**REQUIRED ACTION**
Output the line that contains "Exercise. Point out the cactus areole" and every line after it to the end of the entries, with nothing added or left out.

**RECORDS SHOWN**
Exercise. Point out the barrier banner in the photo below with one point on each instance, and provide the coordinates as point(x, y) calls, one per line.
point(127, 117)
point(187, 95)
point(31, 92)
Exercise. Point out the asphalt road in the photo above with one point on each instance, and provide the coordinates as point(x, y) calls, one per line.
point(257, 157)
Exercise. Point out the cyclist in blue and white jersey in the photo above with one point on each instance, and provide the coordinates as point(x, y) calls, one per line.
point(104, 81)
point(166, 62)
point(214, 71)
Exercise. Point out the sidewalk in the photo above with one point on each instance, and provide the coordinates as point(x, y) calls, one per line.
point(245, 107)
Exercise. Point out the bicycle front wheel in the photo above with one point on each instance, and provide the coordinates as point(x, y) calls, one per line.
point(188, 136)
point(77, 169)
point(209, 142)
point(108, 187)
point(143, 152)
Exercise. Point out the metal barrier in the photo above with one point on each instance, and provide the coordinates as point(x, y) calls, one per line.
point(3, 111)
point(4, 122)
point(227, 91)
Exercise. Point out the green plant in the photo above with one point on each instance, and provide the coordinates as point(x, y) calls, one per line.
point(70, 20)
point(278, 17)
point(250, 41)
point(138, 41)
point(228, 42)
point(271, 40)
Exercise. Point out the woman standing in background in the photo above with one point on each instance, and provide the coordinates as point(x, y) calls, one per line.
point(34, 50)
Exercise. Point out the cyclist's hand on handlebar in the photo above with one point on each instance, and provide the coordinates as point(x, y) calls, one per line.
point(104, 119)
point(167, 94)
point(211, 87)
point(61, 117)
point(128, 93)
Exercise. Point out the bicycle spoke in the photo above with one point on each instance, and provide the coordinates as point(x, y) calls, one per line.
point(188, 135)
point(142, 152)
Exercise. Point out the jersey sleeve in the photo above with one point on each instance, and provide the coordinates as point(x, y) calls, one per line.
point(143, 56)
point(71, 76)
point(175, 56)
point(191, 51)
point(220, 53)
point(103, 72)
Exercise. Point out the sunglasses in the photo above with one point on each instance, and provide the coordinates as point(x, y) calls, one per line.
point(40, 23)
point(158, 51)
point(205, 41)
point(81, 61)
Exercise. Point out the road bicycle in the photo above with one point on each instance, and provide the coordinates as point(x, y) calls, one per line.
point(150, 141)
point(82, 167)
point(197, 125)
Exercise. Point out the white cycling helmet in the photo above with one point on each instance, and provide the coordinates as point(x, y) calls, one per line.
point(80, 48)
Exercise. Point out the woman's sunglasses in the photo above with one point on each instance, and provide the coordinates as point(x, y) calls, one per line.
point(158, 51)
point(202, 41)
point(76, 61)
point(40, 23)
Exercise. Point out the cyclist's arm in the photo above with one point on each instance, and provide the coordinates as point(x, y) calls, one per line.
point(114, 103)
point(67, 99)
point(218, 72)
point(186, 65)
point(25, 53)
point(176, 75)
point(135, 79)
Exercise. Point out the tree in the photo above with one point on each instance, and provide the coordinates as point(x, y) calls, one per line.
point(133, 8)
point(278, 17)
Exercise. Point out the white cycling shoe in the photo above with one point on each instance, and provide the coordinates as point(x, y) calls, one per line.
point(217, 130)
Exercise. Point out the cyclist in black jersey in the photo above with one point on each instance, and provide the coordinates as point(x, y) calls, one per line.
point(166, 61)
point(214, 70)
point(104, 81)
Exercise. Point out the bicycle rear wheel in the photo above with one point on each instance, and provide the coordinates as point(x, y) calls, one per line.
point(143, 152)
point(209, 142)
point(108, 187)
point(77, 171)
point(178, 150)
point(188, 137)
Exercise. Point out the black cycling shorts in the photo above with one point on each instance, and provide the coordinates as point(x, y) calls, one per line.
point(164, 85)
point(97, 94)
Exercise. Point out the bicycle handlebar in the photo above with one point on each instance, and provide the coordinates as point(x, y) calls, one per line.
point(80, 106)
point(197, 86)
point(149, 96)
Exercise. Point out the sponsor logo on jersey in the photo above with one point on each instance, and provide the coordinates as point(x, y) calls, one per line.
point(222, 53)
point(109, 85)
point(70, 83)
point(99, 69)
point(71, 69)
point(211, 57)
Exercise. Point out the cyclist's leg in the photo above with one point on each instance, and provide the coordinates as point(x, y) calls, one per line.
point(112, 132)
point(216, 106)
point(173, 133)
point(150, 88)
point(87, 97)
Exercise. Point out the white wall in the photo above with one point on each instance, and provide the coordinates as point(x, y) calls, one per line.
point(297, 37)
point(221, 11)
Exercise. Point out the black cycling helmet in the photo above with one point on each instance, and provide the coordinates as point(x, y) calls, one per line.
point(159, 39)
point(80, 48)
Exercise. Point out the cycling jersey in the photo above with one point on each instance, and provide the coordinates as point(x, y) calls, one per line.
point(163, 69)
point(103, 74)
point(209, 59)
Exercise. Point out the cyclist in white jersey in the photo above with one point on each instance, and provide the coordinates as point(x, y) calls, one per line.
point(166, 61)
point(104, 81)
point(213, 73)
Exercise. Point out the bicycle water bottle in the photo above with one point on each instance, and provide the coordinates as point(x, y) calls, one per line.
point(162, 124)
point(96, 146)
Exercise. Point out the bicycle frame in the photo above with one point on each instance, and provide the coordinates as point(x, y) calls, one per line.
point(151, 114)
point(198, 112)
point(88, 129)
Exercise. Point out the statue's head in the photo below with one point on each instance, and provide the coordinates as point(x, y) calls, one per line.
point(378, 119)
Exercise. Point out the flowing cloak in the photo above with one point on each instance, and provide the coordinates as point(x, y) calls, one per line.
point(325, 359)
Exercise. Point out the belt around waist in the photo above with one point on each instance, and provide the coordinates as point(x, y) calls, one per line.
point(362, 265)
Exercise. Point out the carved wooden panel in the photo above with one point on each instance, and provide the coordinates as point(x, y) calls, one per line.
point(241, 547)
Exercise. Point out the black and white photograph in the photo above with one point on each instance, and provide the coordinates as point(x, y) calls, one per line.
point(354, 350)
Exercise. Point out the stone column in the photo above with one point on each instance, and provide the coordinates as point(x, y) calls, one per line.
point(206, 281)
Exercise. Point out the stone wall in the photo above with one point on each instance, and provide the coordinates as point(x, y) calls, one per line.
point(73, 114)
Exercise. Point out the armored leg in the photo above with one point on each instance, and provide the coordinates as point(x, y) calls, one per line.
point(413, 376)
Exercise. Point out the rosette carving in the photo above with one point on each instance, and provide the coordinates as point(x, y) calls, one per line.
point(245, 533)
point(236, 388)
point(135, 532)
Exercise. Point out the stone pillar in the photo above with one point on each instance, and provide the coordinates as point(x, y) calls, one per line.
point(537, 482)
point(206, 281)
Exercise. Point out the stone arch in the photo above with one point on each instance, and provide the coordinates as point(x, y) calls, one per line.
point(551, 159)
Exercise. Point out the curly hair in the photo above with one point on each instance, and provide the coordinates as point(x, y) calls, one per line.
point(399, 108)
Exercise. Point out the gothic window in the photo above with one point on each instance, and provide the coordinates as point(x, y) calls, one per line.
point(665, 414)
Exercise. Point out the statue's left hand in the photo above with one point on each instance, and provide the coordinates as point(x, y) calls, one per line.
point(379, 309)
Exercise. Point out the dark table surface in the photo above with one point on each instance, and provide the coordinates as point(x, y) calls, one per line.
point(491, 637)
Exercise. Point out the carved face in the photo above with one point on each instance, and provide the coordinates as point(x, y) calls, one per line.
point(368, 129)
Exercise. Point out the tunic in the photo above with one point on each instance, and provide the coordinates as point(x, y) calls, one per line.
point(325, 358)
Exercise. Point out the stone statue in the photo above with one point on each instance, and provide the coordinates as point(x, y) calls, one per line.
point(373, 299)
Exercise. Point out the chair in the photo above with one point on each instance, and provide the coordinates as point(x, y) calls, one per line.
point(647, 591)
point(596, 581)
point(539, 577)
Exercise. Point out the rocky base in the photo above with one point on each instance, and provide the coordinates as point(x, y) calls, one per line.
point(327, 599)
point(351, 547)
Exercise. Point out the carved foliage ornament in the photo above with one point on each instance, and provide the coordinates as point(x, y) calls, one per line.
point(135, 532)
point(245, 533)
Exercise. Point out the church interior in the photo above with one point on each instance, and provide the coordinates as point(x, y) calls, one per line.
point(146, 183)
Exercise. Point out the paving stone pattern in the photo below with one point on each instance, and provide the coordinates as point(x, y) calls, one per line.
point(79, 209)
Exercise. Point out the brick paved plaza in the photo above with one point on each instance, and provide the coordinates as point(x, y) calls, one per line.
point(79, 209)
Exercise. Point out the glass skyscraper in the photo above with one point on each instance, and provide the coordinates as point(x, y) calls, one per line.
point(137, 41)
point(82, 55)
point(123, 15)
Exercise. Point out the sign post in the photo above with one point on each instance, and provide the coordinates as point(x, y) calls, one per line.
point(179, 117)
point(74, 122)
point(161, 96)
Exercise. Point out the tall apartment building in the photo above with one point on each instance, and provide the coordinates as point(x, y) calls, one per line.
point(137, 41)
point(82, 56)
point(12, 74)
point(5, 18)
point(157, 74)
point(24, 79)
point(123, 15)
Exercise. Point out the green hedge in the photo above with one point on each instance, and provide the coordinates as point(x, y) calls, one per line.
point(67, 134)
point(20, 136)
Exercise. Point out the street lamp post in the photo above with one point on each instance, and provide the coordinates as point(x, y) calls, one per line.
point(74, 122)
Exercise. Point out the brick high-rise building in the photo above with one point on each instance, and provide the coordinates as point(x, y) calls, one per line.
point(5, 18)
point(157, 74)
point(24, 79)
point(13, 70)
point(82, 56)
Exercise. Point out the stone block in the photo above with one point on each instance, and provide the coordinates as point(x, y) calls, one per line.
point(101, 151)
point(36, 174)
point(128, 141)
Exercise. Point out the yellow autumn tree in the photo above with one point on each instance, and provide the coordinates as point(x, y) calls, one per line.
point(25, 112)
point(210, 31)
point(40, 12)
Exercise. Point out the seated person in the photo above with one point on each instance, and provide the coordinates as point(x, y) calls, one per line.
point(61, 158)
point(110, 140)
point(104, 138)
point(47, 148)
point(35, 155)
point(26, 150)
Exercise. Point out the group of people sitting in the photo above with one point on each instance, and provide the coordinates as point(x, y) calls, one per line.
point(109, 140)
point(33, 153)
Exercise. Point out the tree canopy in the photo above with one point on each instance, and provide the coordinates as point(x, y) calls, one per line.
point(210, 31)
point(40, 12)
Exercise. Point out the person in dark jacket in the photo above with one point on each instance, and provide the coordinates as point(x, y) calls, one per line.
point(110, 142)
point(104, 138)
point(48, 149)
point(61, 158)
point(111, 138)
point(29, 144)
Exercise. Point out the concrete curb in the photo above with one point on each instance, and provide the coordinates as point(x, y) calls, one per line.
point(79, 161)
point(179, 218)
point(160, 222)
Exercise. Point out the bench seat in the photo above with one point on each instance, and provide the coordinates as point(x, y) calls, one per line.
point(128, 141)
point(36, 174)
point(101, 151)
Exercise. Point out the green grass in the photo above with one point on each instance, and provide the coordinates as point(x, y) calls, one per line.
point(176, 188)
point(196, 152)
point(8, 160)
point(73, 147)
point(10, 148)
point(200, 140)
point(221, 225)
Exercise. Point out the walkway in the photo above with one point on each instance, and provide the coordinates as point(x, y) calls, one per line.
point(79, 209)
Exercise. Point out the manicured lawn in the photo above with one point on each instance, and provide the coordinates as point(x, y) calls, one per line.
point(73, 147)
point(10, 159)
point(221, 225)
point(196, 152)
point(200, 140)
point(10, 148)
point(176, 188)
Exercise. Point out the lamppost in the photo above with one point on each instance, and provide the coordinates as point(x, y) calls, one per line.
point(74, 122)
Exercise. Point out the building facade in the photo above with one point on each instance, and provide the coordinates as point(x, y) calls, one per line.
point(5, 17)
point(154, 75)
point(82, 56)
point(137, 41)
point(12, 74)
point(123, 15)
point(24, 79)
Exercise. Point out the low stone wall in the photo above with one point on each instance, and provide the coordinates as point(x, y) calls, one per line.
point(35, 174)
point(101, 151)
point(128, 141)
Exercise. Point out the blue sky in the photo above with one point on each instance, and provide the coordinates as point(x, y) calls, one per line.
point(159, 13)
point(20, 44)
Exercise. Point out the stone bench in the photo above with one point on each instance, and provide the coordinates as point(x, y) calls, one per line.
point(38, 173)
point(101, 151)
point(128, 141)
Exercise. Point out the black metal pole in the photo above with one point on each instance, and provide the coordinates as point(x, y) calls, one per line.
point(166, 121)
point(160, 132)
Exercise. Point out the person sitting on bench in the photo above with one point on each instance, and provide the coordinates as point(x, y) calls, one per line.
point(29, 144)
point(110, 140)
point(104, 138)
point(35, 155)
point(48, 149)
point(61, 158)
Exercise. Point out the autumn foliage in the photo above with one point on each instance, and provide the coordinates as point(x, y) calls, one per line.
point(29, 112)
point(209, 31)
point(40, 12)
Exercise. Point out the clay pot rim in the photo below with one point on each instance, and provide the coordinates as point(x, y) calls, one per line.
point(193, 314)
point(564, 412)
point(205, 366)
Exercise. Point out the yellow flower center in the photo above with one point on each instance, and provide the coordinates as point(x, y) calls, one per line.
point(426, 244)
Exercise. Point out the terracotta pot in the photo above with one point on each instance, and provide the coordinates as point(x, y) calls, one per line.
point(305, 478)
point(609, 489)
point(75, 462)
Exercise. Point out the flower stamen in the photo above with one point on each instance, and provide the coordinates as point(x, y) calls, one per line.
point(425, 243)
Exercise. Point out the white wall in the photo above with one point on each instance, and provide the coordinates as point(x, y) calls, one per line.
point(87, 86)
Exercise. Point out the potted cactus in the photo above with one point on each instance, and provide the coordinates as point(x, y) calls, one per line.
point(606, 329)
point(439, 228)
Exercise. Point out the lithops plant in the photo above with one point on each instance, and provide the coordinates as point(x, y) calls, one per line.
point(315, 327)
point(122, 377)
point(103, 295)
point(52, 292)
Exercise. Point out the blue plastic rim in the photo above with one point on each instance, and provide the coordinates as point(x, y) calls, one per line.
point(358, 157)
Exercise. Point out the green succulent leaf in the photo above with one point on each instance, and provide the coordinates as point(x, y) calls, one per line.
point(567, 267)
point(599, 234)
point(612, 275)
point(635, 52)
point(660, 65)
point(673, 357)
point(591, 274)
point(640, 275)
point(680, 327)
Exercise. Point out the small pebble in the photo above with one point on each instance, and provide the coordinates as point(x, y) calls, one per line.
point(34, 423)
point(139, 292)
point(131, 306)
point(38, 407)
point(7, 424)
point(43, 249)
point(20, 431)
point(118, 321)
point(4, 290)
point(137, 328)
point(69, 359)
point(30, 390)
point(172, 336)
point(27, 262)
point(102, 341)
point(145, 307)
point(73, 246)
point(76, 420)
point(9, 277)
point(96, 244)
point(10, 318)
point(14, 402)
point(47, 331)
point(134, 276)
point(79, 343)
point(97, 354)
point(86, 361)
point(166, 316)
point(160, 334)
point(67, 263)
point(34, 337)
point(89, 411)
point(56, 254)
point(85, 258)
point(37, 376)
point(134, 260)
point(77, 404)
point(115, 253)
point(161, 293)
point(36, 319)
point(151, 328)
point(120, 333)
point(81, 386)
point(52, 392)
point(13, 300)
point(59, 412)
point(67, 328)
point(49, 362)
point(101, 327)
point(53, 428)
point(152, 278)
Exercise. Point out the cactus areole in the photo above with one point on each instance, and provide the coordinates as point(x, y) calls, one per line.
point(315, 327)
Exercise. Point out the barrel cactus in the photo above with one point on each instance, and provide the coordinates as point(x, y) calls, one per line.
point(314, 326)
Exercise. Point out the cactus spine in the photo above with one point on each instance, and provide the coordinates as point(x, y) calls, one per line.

**RESULT OF THIS EXERCISE**
Exercise. Point out the cactus areole in the photo above with one point on each instance, and provide the coordinates as point(x, y) calls, one per line.
point(315, 327)
Exercise. Point out the barrel cactus in the photo above with one point on each instance, and provide the coordinates as point(x, y) calls, one per line.
point(314, 326)
Exercise. Point out the cactus spine in the photo above with one point on each instance, and provide the coordinates as point(x, y) calls, one per line.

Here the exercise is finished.